- Aufgaben:
1. Übersetze diesen Satz aus dem Interview über die Bühne Baden ins Englische: „Ich freue mich schon sehr auf meine Aufgabe als Künstlerischer Leiter an der Bühne Baden.“
2. Führe das Interview über die Bühne Baden und das Musical »Mozart!« fort. Beginne nach der letzten Frage.

AG: Tatsächlich machen wir – mein Team und ich – keinen Unterschied, ob wir für eine Longrun-Produktion an den VBW oder eine Produktion an der Bayerischen Theaterakademie August Everding mit fünf Vorstellungen arbeiten. Der kreative Aufwand ist der gleiche!
blimu: Sie werden in Kürze fest am Theater Baden bei Wien arbeiten. Werden Ihnen die vielen freien Arbeitsmöglichkeiten fehlen oder sehen Sie in dem festen Haus eine ganz besondere Chance?
AG: Ich freue mich schon sehr auf meine Aufgabe als Künstlerischer Leiter an der Bühne Baden. Nach »Jahren der Wanderschaft« hatte ich Sehnsucht nach einem festen Standort, an dem ich mich kreativ betätigen kann. Ich werde in der ersten Spielzeit von den sieben Produktionen, die wir zeigen werden, drei selbst inszenieren, um meine künstlerische Handschrift in Baden zu etablieren. Langeweile wird also nicht aufkommen. Und es ist nicht ausgeschlossen, dass ich auch langfristig gesehen Regiearbeiten in Hinblick auf Kooperationen außerhalb von Baden annehmen werde. In der ersten Spielzeit 2025/26 werde ich mich allerdings voll und ganz auf die Bühne Baden konzentrieren. Ich darf jetzt schon verraten, dass wir die Rechte von einigen echten Musicalkrachern gewinnen konnten. Das Publikum darf also gespannt sein…
blimu: In wenigen Tagen ist es so weit und das Stück wird Premiere feiern: Warum lohnt es sich, das Musical »Mozart!« jetzt neu zu entdecken, oder für die, die es bereits kennen, warum sollen sie unbedingt den Weg ins Prinzregententheater finden?

- Datensätze:
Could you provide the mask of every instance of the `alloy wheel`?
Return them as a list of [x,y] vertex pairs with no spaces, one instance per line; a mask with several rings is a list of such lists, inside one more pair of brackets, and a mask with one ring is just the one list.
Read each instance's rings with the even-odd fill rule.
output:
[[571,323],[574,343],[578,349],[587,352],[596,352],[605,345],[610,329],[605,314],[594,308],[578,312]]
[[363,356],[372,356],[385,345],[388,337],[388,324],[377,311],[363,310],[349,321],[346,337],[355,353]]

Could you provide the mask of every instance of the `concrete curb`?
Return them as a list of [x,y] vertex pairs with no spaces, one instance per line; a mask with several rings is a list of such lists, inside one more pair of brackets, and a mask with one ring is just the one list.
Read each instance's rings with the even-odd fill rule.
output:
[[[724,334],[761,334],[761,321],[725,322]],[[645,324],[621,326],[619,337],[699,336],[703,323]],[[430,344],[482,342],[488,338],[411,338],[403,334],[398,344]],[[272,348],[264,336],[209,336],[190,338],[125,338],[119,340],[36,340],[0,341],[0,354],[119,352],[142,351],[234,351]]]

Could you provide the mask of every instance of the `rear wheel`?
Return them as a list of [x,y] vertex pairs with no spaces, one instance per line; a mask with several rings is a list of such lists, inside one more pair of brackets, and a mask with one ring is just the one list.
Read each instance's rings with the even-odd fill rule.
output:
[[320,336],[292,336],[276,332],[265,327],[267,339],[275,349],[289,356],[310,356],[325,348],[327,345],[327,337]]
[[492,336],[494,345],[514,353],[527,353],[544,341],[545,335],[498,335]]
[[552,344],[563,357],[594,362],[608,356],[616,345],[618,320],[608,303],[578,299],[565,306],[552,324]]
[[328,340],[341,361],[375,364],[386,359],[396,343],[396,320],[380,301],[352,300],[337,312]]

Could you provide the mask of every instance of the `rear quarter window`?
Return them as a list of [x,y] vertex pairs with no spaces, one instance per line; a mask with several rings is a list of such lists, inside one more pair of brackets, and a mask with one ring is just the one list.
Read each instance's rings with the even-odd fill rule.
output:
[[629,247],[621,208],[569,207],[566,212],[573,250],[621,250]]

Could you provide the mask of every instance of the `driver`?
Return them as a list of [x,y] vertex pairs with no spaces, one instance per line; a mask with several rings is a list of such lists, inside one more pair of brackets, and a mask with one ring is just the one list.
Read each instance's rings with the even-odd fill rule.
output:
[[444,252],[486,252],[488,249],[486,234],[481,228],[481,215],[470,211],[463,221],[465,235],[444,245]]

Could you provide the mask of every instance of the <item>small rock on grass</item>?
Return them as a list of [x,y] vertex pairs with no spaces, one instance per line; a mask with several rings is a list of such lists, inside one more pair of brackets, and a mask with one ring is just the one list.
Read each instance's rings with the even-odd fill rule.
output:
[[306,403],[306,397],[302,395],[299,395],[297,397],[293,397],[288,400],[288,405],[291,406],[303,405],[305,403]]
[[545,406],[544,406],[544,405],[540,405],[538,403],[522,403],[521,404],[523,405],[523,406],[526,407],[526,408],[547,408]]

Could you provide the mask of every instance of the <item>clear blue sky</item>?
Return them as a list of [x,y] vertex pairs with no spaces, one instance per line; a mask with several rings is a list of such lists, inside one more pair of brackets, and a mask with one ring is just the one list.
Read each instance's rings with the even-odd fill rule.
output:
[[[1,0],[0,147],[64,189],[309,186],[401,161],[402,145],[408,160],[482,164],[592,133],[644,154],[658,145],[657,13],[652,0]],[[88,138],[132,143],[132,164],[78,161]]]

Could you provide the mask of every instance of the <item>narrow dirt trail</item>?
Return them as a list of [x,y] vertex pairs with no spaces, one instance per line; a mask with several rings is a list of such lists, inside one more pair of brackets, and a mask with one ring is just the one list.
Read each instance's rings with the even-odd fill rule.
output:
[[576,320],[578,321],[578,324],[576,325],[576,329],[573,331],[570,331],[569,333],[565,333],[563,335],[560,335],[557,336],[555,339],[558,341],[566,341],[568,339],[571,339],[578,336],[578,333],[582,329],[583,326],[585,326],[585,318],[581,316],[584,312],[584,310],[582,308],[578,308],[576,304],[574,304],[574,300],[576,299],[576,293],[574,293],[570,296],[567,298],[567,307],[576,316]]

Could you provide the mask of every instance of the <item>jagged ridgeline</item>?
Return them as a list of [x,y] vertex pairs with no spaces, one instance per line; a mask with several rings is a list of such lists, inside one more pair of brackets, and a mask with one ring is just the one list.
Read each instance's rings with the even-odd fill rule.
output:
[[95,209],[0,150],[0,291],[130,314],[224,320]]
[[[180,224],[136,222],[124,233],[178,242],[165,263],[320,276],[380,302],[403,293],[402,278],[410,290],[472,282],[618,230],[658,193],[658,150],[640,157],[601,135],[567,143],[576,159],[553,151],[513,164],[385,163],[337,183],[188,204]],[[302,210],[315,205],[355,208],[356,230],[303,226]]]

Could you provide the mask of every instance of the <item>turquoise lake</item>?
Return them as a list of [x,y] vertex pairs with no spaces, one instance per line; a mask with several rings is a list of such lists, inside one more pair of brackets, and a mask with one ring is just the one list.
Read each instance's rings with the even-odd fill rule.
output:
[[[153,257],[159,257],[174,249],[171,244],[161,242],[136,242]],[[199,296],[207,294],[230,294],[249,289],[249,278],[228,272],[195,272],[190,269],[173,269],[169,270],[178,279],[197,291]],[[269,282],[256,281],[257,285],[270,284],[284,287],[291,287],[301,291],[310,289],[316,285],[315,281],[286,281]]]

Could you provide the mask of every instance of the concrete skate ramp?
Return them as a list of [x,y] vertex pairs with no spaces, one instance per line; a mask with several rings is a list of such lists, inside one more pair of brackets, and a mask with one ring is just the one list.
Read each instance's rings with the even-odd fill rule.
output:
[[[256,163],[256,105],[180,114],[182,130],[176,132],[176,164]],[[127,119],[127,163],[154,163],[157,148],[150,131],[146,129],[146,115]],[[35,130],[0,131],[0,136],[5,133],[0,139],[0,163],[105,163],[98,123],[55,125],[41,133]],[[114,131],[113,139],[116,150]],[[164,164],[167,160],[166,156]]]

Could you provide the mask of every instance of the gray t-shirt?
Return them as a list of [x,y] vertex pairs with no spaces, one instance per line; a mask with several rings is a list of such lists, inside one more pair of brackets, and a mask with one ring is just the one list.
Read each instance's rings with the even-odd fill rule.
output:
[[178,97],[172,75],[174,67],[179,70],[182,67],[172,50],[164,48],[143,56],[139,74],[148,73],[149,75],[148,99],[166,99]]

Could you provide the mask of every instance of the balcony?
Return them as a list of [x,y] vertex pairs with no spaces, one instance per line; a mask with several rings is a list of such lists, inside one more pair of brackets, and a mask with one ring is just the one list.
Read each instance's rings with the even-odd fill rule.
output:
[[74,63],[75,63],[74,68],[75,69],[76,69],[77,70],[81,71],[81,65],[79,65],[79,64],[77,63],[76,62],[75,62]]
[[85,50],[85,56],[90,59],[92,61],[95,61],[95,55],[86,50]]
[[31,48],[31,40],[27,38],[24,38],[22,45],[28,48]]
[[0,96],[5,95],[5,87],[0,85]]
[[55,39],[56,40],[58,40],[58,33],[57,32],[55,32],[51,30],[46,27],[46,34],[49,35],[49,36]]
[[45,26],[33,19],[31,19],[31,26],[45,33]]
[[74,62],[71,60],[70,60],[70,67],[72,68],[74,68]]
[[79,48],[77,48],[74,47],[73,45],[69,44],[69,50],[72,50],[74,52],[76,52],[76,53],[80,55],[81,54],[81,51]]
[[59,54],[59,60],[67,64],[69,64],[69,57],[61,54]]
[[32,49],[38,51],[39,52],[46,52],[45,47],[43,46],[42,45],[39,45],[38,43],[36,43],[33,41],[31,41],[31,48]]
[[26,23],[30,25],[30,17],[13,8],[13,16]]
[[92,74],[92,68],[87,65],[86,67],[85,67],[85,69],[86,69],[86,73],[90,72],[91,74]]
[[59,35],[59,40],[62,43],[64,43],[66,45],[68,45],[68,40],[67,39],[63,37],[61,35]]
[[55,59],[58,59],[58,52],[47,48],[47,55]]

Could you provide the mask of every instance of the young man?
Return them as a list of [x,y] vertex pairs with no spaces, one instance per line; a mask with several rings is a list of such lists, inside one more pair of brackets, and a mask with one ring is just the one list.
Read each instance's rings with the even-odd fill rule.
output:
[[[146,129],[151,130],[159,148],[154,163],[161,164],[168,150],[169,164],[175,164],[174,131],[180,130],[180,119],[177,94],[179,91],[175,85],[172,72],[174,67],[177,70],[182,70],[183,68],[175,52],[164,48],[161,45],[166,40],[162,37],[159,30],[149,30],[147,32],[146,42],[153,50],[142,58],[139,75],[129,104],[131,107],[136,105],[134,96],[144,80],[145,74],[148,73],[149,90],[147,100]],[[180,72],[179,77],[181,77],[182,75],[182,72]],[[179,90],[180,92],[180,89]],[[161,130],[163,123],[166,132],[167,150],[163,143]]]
--
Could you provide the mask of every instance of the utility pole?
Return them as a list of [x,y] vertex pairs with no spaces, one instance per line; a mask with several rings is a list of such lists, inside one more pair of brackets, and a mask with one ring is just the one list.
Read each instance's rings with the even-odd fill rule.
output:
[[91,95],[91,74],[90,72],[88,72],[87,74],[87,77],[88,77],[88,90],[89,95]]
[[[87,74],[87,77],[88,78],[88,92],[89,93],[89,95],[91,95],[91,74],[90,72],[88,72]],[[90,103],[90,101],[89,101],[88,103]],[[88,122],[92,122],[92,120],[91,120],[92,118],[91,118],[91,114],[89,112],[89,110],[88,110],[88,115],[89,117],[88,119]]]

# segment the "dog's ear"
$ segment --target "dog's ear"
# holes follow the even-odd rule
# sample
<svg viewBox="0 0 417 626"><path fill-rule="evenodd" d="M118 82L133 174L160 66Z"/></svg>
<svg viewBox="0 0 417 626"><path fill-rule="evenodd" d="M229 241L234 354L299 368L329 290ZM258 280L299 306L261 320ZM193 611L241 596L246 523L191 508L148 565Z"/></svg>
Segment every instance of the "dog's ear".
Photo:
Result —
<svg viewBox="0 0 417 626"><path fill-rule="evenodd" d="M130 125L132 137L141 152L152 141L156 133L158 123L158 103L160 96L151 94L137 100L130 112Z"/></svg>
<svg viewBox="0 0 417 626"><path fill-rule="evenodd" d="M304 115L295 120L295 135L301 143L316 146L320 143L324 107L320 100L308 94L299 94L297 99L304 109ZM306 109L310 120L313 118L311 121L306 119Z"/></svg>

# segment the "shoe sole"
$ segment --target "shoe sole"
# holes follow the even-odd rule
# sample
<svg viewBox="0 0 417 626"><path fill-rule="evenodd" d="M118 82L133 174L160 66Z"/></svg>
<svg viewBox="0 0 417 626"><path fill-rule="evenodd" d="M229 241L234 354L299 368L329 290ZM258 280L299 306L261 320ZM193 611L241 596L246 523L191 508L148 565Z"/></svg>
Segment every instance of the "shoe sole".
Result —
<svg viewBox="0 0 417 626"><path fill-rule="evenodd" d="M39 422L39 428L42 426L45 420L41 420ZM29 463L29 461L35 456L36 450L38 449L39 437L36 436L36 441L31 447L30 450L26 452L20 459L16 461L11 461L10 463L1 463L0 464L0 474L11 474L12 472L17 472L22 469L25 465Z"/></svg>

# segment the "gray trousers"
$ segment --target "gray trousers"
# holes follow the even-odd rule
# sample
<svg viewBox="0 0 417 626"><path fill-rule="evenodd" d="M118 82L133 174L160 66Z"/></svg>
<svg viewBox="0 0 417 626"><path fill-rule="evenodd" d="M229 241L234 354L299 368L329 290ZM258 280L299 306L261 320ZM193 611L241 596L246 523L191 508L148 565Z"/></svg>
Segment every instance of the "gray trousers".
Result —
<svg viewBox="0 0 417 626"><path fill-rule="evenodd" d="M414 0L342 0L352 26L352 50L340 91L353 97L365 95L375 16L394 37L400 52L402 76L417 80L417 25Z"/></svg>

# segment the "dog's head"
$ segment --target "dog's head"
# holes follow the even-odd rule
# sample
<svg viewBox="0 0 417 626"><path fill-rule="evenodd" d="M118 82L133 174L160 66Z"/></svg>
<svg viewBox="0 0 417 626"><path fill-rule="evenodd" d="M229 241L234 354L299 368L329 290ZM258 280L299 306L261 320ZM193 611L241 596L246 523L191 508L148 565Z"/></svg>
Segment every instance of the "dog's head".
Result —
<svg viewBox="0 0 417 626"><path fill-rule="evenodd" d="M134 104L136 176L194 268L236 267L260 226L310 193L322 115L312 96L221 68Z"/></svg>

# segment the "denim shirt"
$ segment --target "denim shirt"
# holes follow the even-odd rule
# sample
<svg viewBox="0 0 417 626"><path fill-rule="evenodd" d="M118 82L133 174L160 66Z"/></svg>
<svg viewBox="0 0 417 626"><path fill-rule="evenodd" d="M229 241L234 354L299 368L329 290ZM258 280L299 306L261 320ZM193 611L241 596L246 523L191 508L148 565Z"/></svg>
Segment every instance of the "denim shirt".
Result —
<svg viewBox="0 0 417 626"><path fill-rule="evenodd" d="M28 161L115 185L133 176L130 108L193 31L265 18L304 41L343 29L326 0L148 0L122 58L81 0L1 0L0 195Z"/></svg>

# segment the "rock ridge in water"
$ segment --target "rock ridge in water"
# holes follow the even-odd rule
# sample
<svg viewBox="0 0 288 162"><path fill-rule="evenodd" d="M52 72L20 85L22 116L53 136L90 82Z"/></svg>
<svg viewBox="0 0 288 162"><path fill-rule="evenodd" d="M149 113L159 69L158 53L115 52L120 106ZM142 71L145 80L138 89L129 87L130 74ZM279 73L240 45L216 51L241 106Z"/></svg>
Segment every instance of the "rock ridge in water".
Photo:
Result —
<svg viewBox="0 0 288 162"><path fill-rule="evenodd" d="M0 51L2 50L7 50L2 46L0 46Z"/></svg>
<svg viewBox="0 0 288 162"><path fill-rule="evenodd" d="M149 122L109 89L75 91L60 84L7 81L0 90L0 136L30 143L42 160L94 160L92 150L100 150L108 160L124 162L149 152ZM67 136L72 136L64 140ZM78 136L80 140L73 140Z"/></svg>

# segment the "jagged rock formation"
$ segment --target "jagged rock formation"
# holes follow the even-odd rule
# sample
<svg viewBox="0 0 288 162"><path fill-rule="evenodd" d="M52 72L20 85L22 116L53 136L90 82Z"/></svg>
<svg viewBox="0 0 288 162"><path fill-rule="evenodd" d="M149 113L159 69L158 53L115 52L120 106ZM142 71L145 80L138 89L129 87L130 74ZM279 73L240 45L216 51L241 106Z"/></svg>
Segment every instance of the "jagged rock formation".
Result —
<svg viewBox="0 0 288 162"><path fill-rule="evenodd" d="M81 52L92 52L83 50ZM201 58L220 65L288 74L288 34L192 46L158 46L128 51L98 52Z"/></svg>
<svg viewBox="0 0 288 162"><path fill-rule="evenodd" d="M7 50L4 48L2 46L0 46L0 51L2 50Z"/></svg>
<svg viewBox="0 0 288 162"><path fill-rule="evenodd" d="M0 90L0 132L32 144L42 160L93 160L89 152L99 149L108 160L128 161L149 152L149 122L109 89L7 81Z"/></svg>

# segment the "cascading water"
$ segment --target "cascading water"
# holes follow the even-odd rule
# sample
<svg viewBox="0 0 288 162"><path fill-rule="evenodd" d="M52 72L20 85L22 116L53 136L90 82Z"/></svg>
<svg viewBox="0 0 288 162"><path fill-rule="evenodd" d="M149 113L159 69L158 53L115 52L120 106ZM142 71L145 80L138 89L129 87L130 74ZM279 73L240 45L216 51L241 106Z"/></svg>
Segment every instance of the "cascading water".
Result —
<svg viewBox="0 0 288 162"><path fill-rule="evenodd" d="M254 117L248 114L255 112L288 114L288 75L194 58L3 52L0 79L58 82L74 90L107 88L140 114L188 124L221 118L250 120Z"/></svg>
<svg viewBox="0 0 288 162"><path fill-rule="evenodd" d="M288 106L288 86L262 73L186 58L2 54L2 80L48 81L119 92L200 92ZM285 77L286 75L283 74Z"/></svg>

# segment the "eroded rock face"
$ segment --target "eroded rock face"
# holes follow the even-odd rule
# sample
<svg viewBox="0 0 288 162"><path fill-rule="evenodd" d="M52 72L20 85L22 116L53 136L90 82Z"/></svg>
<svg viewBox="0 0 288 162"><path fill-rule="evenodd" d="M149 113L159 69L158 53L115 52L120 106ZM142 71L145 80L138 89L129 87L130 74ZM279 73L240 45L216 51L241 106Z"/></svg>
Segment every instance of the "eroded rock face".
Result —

- Lösungen:
1. I am already very much looking forward to my role as artistic director at the Bühne Baden.

2.
AG: Ich denke, es ist uns gelungen, eine neue Sichtweise auf das Stück zu finden – nicht historisierend, sondern relevant für ein heutiges Publikum. Und die jungen Talente der Bayerischen Theaterakademie August Everding lohnen den Besuch im Prinzregententheater allemal…
blimu: Herzlichen Dank für das Interview und ToiToiToi für die Premiere!
Interview Stephan Prattes
blickpunkt Musical: Sie sind für Ihre Arbeit beim Musical Award 2024 zweifach nominiert, einmal für Rock Me Amadeus und einmal für Abenteuerland – nun haben Sie das Bühnenbild für »Mozart!« an der Akademie geschaffen. Wie viel anders ist die Herangehensweise, ob man für eine Großproduktion oder für eine Studentenproduktion denkt und plant?
Stephan Prattes: Ja, die Nominierungen habe ich mitbekommen und mich sehr darüber gefreut. Das Großartige an der Produktion für die Akademie jetzt ist, dass man wesentlich freier ist. Wenn man etwas für eine Großproduktionen entwickelt, ist man quasi an einen gewissen Erfolg gekoppelt. Dass es finanziell und langfristig erfolgreich wird und so viele Geschmäcker wie möglich trifft. Der Vorteil hier bei der Akademie ist, dass man eigentlich genauso wie ein Schüler agieren und probieren kann: Etwas Neues, was man sonst vielleicht in den Großproduktionen gar nicht machen würde.
blimu: Wenn ich das richtig sehe, haben Sie auch mit den Studenten der Akademie zusammengearbeitet.
SP: Ja, das stimmt, es gab vorab einen kleinen Workshop. Aber im Endeffekt liegt die Hauptarbeit mit den Studenten dann schon bei Andreas Gergen.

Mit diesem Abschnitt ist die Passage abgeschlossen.